**TASK BRIEF:** In the data below, find the line containing "Q: For every instance of the woman in blue"; reproduce that line and all subsequent lines exactly, and nothing else.

(Pointing dataset excerpts)
###
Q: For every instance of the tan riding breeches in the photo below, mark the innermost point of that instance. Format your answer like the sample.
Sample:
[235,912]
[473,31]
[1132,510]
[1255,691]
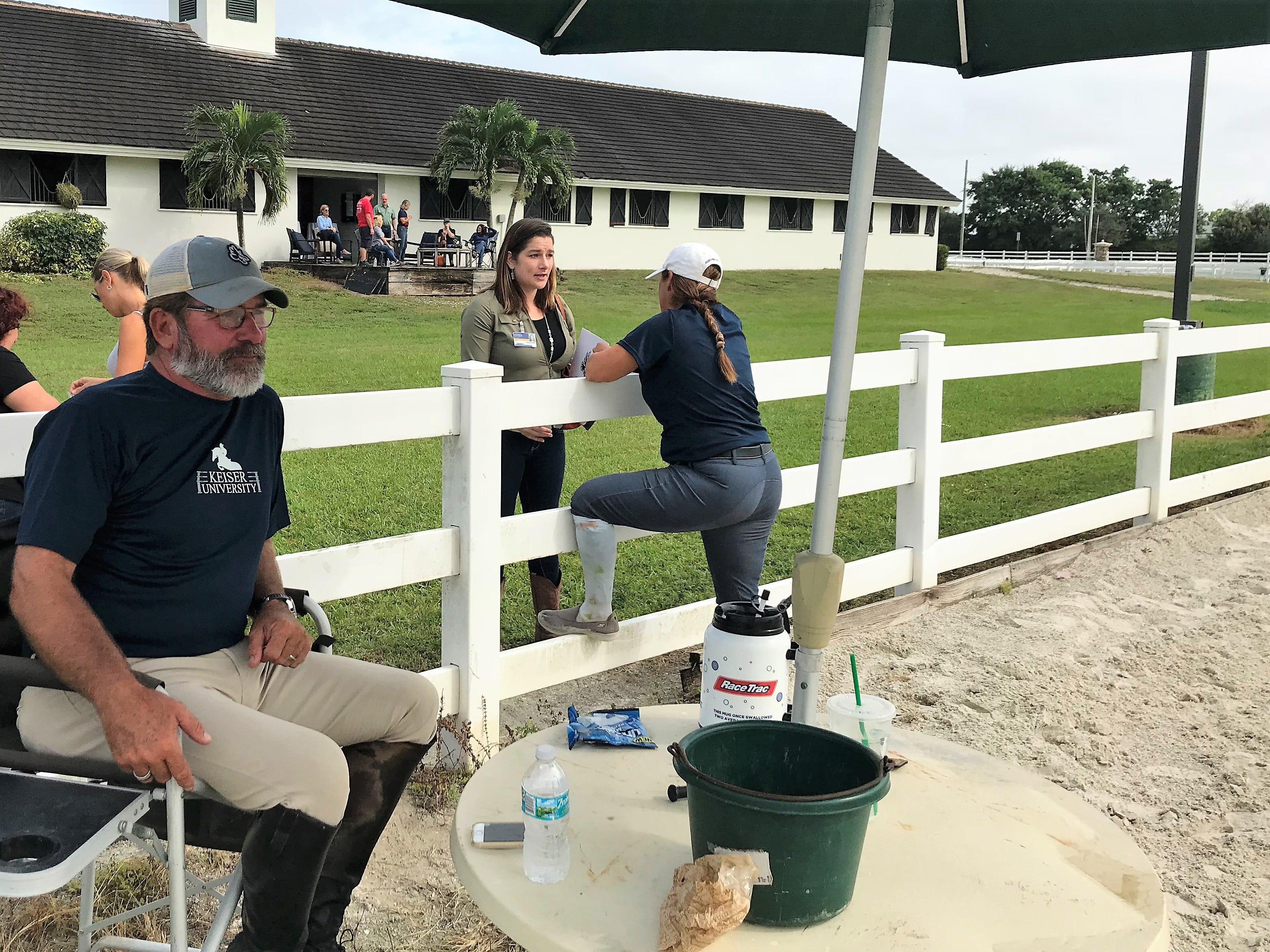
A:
[276,732]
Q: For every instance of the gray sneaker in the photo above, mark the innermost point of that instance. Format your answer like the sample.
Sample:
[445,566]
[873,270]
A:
[565,622]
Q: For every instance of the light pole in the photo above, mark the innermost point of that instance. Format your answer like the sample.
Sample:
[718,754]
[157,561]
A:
[966,182]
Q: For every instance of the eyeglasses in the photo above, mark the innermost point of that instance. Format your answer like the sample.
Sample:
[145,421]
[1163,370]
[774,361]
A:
[233,318]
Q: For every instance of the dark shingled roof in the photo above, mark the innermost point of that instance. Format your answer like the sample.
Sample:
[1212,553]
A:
[77,77]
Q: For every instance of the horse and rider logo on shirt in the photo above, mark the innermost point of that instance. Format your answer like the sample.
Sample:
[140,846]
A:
[228,476]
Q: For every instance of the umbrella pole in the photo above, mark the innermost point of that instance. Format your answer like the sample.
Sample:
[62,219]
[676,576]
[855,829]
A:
[818,572]
[1185,268]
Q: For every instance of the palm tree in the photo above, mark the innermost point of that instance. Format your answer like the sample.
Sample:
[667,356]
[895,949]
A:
[545,172]
[244,144]
[482,139]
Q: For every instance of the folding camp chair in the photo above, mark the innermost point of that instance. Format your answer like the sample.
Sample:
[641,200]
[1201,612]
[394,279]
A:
[60,814]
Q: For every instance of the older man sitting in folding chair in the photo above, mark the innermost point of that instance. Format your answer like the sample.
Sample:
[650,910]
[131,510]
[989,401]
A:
[146,544]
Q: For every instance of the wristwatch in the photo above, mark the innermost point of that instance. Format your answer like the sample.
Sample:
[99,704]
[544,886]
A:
[273,597]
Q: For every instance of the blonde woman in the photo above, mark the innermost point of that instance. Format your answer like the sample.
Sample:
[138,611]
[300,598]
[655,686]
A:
[522,324]
[722,478]
[120,287]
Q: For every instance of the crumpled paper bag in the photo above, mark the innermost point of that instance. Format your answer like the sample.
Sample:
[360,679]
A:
[708,899]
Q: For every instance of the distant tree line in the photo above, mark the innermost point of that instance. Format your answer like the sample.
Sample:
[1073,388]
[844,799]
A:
[1046,207]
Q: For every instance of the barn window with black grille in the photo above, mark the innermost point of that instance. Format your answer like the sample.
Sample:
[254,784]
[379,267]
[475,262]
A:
[32,178]
[456,202]
[543,209]
[905,219]
[582,199]
[242,10]
[651,209]
[790,214]
[173,187]
[840,216]
[718,211]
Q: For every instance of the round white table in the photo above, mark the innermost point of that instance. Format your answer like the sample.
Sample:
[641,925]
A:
[967,855]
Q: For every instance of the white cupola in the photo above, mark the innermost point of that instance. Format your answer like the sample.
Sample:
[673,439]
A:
[230,25]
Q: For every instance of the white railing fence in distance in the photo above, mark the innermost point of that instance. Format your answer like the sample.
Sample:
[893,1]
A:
[474,405]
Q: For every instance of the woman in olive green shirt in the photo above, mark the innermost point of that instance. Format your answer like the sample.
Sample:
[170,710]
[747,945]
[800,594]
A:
[522,324]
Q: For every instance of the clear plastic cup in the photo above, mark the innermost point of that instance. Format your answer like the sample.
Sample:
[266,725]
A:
[869,723]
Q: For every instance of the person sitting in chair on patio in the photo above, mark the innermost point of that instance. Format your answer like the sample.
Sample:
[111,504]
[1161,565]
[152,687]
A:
[145,545]
[327,230]
[380,245]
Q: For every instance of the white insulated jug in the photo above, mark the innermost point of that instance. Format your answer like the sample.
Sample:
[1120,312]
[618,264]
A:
[745,667]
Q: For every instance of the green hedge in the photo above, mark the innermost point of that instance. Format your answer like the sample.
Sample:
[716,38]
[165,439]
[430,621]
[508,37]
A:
[51,243]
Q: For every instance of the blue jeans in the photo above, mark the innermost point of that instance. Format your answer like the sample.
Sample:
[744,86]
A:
[732,503]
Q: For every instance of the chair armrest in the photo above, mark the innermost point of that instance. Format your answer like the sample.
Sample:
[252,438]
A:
[35,675]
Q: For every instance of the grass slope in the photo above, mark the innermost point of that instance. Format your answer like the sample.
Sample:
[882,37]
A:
[335,342]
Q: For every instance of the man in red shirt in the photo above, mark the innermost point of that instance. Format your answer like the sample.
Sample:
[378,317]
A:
[365,223]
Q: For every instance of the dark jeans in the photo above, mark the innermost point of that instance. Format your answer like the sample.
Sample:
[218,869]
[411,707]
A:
[732,503]
[333,236]
[535,473]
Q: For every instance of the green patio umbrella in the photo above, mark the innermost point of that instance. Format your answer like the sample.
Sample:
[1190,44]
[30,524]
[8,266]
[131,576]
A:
[974,37]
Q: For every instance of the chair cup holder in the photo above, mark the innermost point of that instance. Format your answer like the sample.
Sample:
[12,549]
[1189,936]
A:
[26,848]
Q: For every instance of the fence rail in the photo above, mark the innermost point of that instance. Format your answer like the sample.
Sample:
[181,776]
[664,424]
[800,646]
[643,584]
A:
[1200,257]
[474,405]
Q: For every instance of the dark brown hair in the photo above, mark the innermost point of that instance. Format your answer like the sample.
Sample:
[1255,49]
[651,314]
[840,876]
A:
[685,291]
[13,310]
[173,305]
[506,289]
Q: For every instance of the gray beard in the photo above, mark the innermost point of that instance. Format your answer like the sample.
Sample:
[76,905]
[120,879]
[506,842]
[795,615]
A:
[214,372]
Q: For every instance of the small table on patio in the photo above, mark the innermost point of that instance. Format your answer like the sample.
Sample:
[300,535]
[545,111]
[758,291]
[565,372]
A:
[967,855]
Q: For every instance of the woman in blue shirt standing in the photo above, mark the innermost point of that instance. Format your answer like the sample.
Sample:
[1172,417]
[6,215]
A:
[722,478]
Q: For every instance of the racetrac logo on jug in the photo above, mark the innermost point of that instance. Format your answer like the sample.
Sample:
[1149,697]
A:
[750,688]
[228,476]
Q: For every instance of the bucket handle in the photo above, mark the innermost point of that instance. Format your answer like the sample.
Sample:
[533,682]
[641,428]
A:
[678,755]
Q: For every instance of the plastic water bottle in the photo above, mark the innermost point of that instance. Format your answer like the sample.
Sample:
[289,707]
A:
###
**EXERCISE OUTPUT:**
Q: For every instance of the woman in blue shirt standing in the photo above, mark the innermost point of that instance. Format your answer like the sample.
Sample:
[1172,417]
[6,215]
A:
[722,478]
Q: For every instance of the racetrac logo on jug in the photo above, mark the innermost point of that instance. Format your answer like the sample.
Sample:
[1149,697]
A:
[750,688]
[228,476]
Q: For every instance of the bucket handle in the photo above, mark the innermost point of that instance. Format your answer like the sample.
Sample:
[533,682]
[641,428]
A:
[678,755]
Q: For every instance of the plastic water bottle in the photo above, mark the innermost point of that instance. Format your answer like the sample.
Sample:
[289,707]
A:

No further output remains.